* Objective: Every line below is to be quoted exactly, with nothing added or dropped.

start

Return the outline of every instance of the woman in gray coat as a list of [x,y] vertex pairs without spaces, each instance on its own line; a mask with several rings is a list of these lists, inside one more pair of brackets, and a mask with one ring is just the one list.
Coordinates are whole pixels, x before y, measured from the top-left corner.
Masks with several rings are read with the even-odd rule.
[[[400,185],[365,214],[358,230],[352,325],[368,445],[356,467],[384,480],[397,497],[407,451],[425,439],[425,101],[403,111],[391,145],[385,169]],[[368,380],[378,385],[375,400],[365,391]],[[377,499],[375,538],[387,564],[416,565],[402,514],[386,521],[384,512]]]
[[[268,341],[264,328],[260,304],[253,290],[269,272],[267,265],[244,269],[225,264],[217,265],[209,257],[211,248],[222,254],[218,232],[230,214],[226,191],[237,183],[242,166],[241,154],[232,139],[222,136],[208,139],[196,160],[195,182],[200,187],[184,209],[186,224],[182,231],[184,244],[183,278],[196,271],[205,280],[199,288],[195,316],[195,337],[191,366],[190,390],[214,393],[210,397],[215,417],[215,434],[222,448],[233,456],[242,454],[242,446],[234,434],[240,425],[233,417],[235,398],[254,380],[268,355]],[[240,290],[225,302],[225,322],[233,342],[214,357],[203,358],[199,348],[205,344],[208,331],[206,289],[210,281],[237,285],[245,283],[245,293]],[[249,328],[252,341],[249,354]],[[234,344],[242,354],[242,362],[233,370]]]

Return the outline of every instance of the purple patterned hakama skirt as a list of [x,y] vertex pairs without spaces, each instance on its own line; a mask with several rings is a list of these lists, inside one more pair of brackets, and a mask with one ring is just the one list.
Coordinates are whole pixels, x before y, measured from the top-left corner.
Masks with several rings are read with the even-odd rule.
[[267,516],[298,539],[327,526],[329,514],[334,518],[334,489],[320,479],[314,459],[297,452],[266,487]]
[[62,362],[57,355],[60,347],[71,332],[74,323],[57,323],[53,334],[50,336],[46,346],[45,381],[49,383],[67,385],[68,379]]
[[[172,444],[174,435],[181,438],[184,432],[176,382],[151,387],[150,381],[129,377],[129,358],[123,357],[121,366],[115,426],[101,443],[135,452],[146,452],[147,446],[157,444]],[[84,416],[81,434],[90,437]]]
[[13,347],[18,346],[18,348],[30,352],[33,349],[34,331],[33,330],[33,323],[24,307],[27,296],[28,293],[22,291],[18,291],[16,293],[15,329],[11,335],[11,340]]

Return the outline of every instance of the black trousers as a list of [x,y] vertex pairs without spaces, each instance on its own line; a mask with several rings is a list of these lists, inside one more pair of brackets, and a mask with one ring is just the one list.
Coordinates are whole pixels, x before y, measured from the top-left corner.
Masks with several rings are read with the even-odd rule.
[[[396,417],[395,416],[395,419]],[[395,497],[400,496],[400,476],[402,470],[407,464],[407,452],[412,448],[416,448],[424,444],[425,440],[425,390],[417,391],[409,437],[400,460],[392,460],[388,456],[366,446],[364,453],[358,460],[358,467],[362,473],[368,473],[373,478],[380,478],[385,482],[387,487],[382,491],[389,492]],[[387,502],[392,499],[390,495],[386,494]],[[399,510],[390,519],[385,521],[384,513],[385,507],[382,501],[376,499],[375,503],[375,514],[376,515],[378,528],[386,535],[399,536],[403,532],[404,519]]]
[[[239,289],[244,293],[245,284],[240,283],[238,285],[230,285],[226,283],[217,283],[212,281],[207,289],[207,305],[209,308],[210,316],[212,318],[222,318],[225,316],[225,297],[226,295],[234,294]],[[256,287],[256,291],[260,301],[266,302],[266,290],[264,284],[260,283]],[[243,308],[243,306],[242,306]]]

end

* The response:
Return the outline of every instance of the woman in gray coat as a list of [x,y] vertex pairs without spaces, each instance on its own line; a mask with several rings is a list of these lists, inside one more pair of brackets, and a mask with one ring is just the one list.
Coordinates are whole pixels, x before y, measured from the top-left corner.
Masks with several rings are read with the even-odd rule.
[[[400,185],[365,214],[358,230],[352,325],[368,445],[356,467],[384,480],[397,497],[407,451],[425,439],[425,101],[403,111],[391,145],[385,169]],[[368,380],[378,385],[375,400],[365,391]],[[377,499],[375,538],[387,564],[416,565],[402,514],[386,521],[384,512]]]
[[[268,341],[264,328],[260,304],[253,290],[269,272],[267,265],[244,269],[225,264],[217,265],[209,257],[211,248],[222,254],[218,232],[230,214],[226,191],[237,183],[242,166],[241,154],[232,139],[222,136],[208,139],[196,160],[195,182],[200,187],[184,209],[186,224],[182,231],[184,244],[183,278],[196,271],[205,280],[199,288],[195,316],[195,337],[191,366],[190,390],[214,393],[210,397],[215,417],[215,434],[222,448],[233,456],[242,454],[242,446],[234,434],[240,425],[233,417],[235,398],[254,380],[268,355]],[[240,290],[225,302],[225,322],[233,342],[214,357],[203,358],[199,348],[205,344],[208,331],[206,289],[210,281],[237,285],[245,283],[245,293]],[[249,328],[252,341],[249,354]],[[234,344],[242,354],[242,362],[233,370]]]

Return the outline of every instance of the purple patterned hakama skirt as a list of [x,y] vertex pairs without spaces, each instance on its own line; a mask with several rings is a list of these lists, inside one more pair of brackets, and a mask with one ring is just the one list.
Coordinates are whole pixels, x before y, measured from the top-left corner.
Masks with several rings are read with the even-odd rule.
[[267,516],[298,539],[327,526],[329,514],[334,518],[334,489],[320,479],[314,459],[297,452],[266,487]]
[[62,362],[57,355],[60,347],[71,332],[74,323],[57,323],[53,334],[50,336],[46,346],[45,381],[49,383],[67,385],[68,379]]
[[[172,444],[174,435],[181,438],[184,432],[176,382],[151,387],[150,381],[129,377],[129,358],[123,357],[121,366],[115,426],[101,443],[135,452],[146,452],[147,446],[157,444]],[[84,416],[81,434],[90,437]]]
[[13,347],[18,346],[18,348],[30,352],[33,349],[34,331],[33,330],[33,323],[24,307],[27,296],[28,293],[22,291],[18,291],[16,293],[15,329],[11,335],[11,340]]

Return the outline of every instance of the black trousers as a list of [x,y] vertex pairs without spaces, each instance on its own line; a mask with several rings is a list of these lists, inside one more pair of brackets, and a mask with one ring is just the one list.
Coordinates are whole pixels, x before y, measured from the top-left corner.
Masks with several rings are read with the even-odd rule.
[[[396,417],[395,416],[395,419]],[[395,497],[400,496],[400,476],[402,470],[407,464],[407,452],[412,448],[416,448],[424,444],[425,440],[425,390],[417,391],[409,437],[400,460],[392,460],[388,456],[366,446],[364,453],[358,460],[358,467],[362,473],[368,473],[373,478],[380,478],[385,482],[387,487],[382,491],[389,492]],[[387,502],[392,499],[390,495],[386,494]],[[399,510],[390,519],[385,521],[384,513],[385,507],[382,501],[376,499],[375,503],[375,514],[376,515],[378,528],[386,535],[399,536],[403,532],[404,519]]]
[[[239,289],[244,293],[245,284],[240,283],[238,285],[230,285],[226,283],[217,283],[212,281],[207,289],[207,305],[209,308],[210,316],[212,318],[222,318],[225,316],[225,297],[226,295],[234,294]],[[256,287],[256,291],[260,301],[266,302],[266,290],[264,284],[260,283]],[[243,308],[243,306],[242,306]]]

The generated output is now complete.